───── DATASET ─────

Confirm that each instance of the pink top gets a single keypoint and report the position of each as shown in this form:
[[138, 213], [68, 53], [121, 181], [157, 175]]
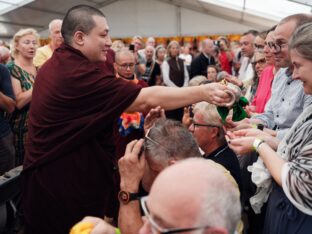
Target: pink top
[[263, 92]]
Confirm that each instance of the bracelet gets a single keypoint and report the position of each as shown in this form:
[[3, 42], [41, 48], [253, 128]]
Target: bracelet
[[256, 144], [258, 126]]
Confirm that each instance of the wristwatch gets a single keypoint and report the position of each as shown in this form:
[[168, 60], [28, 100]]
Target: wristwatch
[[126, 197], [257, 142]]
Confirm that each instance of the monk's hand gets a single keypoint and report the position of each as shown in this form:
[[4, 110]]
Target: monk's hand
[[131, 166], [216, 94], [153, 115], [93, 225]]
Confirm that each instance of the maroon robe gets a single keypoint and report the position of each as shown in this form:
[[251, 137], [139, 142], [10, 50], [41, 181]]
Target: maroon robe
[[69, 163]]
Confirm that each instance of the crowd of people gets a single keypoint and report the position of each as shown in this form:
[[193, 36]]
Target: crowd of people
[[116, 132]]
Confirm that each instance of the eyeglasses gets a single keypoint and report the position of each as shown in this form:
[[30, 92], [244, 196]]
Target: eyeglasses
[[28, 42], [125, 66], [276, 46], [194, 125], [158, 229], [259, 47], [260, 61]]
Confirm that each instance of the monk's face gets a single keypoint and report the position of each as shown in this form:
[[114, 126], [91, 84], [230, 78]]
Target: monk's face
[[97, 42]]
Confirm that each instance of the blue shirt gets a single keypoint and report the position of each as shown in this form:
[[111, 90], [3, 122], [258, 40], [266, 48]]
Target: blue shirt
[[6, 89]]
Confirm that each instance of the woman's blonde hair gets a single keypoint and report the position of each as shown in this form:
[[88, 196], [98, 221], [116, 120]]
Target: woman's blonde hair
[[19, 35], [172, 43]]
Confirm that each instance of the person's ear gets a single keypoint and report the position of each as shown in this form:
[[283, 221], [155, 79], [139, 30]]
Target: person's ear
[[115, 67], [214, 132], [79, 38], [172, 161], [216, 230]]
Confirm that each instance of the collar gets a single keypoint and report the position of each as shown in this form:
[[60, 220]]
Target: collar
[[132, 79], [207, 56], [217, 152]]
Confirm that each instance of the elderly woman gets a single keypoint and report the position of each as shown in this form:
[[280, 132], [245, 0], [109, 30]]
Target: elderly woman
[[289, 196], [23, 73], [263, 92]]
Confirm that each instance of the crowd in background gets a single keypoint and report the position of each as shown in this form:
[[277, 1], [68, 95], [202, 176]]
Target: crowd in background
[[259, 65]]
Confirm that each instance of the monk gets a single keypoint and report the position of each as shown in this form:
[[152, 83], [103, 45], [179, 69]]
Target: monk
[[69, 164]]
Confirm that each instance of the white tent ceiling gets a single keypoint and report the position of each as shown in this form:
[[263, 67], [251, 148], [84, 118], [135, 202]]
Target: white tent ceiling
[[144, 17]]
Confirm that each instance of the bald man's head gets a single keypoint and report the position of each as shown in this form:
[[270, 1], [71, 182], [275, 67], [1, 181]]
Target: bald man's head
[[204, 190]]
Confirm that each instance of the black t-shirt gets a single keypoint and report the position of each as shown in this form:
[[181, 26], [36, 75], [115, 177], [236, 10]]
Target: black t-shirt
[[227, 158]]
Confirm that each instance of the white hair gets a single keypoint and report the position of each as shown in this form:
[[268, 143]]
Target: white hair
[[53, 22]]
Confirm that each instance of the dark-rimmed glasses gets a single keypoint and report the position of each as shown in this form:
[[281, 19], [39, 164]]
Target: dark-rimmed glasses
[[125, 66], [260, 61], [147, 138], [276, 46], [259, 47], [194, 125], [158, 229]]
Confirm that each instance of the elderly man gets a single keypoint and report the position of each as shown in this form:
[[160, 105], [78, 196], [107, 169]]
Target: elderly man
[[200, 63], [207, 129], [129, 126], [192, 195], [165, 143], [70, 126], [152, 73], [138, 43], [45, 52]]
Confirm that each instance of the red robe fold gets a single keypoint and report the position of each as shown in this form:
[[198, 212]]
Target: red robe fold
[[69, 163]]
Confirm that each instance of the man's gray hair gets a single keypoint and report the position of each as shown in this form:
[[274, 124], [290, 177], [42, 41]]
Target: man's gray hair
[[174, 141], [301, 41], [123, 52], [299, 19], [53, 22], [211, 116]]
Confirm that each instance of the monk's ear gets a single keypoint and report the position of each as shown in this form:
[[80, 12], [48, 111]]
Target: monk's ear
[[79, 38]]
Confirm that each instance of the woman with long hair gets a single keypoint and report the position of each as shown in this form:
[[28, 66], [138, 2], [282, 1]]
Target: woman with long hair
[[23, 73], [284, 177]]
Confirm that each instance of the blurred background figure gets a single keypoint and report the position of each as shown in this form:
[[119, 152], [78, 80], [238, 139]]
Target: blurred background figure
[[23, 73], [45, 52]]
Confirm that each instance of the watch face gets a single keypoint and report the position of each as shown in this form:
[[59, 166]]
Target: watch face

─────

◆ WORK REQUEST:
When you reproduce the entries above, keep every word exact and leave the images out.

◆ RESPONSE FOR THIS EXERCISE:
Confirm that each instance of the pink top gets a single keypoint and report the position of each as shown in this form:
[[138, 213], [68, 53], [121, 181], [157, 175]]
Target: pink top
[[263, 92]]
Confirm that each instance of the bracelet gets a single keypoint and report the position of each as shown in this form:
[[3, 42], [41, 48], [253, 128]]
Target: bracelet
[[256, 144], [258, 126]]
Confirm that each instance of the wristwatch gets a single keypoint and report the position of each as shown in this form:
[[168, 60], [28, 100]]
Target: wristwatch
[[126, 197], [257, 142]]
Confirm that each instance of the monk's hand gets a single keypoint and report the position of each as shown in this form:
[[4, 110]]
Target: monk's hand
[[131, 166], [216, 94], [153, 115], [93, 225]]
Confirm that each instance of the maroon robe gets a single keypoint and report the position of each as shown in this form:
[[251, 137], [139, 142], [10, 50], [41, 181]]
Target: maroon robe
[[69, 163]]
Confirm that each instance of the crowd of people gets a single keypoint and report the position of each as shown in this form:
[[193, 36]]
Target: crowd of people
[[116, 132]]
Confirm that each instance of the eyeglasses gets a single keypoint and report the position of each as shown in this form:
[[30, 92], [244, 196]]
Target: eyeglasses
[[28, 42], [125, 66], [276, 46], [194, 125], [158, 229], [259, 47], [260, 61]]
Confirm that each instance of the monk's face gets a single keypoint and report the position of each as shown in this form:
[[114, 126], [91, 84], [230, 78]]
Target: monk's face
[[97, 42]]
Confirm that each instance of the blue shirt gets a single keypoint and report the position of each as shown in this form:
[[111, 90], [3, 122], [258, 40], [266, 48]]
Target: blue shirt
[[6, 89]]
Confirm that each instance of the woman's blonde hair gets a single keypoint and report the position of each as shown in this form:
[[88, 196], [98, 221], [116, 120]]
Target: woman's blonde hair
[[19, 35], [172, 43]]
Confirm that each instance of the person's ear gets a single keypoint and report the position of each as shown in this form:
[[283, 221], [155, 79], [139, 30]]
Target: person's ear
[[115, 67], [214, 132], [79, 38], [172, 161], [216, 230]]
Confirm that each instance of the collar gets a single keypoint and report the position of each as shown in this form:
[[60, 220]]
Target: collar
[[132, 79], [207, 56], [217, 152]]
Confirm that each instance of the elderly woman gets a single keypoint and report the position of each as shown in this form:
[[280, 132], [245, 0], [109, 30]]
Target: elderly woman
[[289, 196], [23, 73], [263, 92]]
Confirm that each instance of the crowd in background gets a single keypoint and report the position of each as shown in this form:
[[277, 1], [68, 95], [202, 176]]
Target: crowd in background
[[259, 65]]
Confirm that each instance of the monk gets a single keypoint and report the position of each as shown in this form:
[[152, 83], [103, 45], [179, 69]]
Target: monk
[[69, 164]]
Confirm that each instance of the white tent ceiling gets a single keypoint and report the position of each as shown in this form:
[[263, 67], [251, 148], [84, 118], [135, 202]]
Target: white tent ceiling
[[144, 17]]
Confirm that each instance of the bald man's head gets a single keypoint and report the position of each as shown in this form:
[[270, 1], [71, 182], [275, 67], [1, 181]]
Target: bald man's head
[[204, 190]]
Confirm that each instance of the black t-shirt gets a single keypoint and report the position of each as shown in this form:
[[181, 26], [36, 75], [115, 177], [236, 10]]
Target: black t-shirt
[[227, 158]]
Confirm that each instance of the white hair gets a single keypoint and report the position of each as shown in this form:
[[268, 143]]
Target: white hair
[[53, 22]]
Confirm that each instance of the dark-rimmed glasses gets a single keypoint and report the position of each as shown in this form:
[[281, 19], [39, 164]]
Target: dark-rimmed glasses
[[125, 66], [260, 61], [147, 138], [276, 46], [259, 47], [194, 125], [158, 229]]
Confirm that each instance of the elderly man gets a single keypoint and report the position of each as shown in this form:
[[160, 105], [78, 196], [107, 169]]
Target: elderly man
[[200, 63], [207, 129], [129, 126], [192, 195], [165, 143], [70, 126], [152, 73], [138, 43], [45, 52]]
Confirm that each instance of the red robe fold gets a single keypoint and report the position of each as shown in this form:
[[198, 212]]
Target: red robe fold
[[69, 163]]
Confirm that each instance of the man's gray hair gets a single keypoint and report the position of each as shown in this form:
[[274, 124], [290, 177], [42, 41]]
Target: man's gray hair
[[174, 141], [301, 41], [123, 52], [299, 19], [53, 22], [211, 116]]
Confirm that each instance of the monk's ear gets a single keypoint and report the position of each as shown in this form:
[[80, 12], [48, 111]]
Target: monk's ear
[[79, 38]]
Confirm that each instance of the woman with long hair gets a single keypoint and report the position of each as shown in this form:
[[28, 66], [138, 2], [282, 1]]
Target: woman with long hair
[[23, 73], [284, 177]]
Confirm that each instance of the blurred background figure gets a single keypoint and report the position of each as shown in this form:
[[119, 152], [78, 80], [238, 139]]
Target: blurred background figure
[[23, 73], [45, 52]]
Confirm that each instance of the watch face gets a single keypoint and report the position of each as shown in this form:
[[59, 166]]
Target: watch face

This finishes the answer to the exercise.